- DO THIS
Starting with the line that contains "Question. Put a marker on each instance of the small", reproduce each line through the end of the listing below, with no other output.

- STORED RECORDS
-=-=-

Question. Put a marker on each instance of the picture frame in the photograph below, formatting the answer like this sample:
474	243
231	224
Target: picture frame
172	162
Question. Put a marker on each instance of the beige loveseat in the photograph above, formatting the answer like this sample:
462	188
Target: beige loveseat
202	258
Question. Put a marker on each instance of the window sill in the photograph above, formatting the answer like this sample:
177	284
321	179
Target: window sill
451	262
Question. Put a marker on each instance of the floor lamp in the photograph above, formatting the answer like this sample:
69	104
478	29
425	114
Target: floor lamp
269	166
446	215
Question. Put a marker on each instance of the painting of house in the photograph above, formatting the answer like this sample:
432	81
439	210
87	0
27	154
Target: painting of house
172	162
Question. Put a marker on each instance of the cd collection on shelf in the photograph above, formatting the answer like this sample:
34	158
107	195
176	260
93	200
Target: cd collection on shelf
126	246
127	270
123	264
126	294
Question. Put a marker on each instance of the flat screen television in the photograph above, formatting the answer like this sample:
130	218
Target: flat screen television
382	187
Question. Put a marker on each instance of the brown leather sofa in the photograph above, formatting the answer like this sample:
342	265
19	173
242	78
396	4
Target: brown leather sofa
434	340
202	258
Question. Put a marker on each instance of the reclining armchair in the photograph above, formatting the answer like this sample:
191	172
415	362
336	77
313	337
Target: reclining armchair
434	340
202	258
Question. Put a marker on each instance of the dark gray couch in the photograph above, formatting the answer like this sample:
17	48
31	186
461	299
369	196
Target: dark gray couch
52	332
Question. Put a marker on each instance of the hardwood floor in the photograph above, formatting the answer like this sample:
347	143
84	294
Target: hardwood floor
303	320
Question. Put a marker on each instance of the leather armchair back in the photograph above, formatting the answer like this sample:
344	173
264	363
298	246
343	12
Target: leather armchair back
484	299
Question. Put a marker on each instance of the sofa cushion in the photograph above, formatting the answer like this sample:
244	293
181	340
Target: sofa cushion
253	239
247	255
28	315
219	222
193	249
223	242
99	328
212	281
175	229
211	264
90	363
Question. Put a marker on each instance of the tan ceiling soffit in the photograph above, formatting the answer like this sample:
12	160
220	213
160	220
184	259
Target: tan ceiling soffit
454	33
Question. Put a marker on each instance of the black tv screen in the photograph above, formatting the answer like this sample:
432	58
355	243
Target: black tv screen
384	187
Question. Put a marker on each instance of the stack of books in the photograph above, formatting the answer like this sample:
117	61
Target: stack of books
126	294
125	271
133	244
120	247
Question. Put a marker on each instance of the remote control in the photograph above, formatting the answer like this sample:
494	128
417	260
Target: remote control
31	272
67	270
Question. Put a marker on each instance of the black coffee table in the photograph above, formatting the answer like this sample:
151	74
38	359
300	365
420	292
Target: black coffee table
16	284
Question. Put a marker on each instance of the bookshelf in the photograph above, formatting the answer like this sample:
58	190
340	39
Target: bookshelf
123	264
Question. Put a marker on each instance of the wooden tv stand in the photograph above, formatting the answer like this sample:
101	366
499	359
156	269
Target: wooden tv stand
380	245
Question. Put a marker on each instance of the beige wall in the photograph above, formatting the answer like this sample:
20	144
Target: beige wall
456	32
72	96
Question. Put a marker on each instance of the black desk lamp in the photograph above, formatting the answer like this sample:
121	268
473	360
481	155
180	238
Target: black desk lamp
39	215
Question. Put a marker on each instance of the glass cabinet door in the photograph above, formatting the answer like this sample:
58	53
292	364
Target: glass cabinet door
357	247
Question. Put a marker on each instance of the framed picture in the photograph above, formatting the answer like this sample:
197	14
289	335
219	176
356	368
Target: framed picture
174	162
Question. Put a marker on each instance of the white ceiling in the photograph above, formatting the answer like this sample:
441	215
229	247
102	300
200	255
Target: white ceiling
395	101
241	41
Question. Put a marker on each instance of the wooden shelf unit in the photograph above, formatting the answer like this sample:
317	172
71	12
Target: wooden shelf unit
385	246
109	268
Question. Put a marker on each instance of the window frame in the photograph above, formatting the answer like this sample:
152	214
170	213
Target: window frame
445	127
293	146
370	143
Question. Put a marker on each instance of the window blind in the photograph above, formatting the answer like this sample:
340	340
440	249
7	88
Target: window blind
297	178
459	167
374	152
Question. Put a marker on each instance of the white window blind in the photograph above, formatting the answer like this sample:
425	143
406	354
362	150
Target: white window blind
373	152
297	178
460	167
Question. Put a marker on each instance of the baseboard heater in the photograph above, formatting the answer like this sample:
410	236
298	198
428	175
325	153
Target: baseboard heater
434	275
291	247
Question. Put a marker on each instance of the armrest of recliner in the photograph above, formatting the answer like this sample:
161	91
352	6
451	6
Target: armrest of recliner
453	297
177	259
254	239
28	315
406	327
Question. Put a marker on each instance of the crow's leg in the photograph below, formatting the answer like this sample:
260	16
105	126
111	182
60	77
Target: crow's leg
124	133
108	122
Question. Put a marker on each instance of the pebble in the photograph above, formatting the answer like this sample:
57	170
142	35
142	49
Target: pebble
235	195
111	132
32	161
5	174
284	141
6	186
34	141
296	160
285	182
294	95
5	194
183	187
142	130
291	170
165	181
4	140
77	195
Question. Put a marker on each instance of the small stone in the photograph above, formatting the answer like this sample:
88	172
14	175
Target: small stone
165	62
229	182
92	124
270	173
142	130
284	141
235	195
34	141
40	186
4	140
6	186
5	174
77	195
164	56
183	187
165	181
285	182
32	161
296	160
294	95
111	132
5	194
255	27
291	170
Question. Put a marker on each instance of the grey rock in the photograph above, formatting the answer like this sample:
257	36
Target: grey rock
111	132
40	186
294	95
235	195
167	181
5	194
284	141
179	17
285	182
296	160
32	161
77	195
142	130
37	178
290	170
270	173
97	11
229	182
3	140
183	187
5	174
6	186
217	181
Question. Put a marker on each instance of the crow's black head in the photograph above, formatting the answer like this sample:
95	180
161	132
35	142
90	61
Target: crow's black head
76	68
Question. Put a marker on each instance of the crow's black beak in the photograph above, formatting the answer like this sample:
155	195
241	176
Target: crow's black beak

-=-=-

- RESPONSE TO THE EXERCISE
Question. Put a marker on each instance of the small stone in the photograph above, formatting the answer like this sample:
88	172
14	175
Target: small stone
165	62
229	182
92	124
270	173
142	130
284	141
235	195
34	141
40	186
4	140
6	186
5	174
77	195
164	56
183	187
165	181
285	182
32	161
296	160
294	95
111	132
5	194
255	27
291	170
Question. Put a marker on each instance of the grey rock in the photograph above, formatting the answer like this sample:
257	36
Target: grey rock
111	132
40	186
294	95
235	195
167	181
5	194
284	141
179	17
285	182
296	160
32	161
77	195
142	130
37	178
290	170
270	173
97	11
229	182
3	140
183	187
5	174
6	186
217	181
Question. Put a marker on each instance of the crow's black head in the photograph above, formatting the answer like this sample:
95	180
161	132
35	142
90	61
Target: crow's black head
76	68
Question. Put a marker on each instance of the crow's black beak in the photograph above, formatting the answer like this sample:
155	195
241	176
Target: crow's black beak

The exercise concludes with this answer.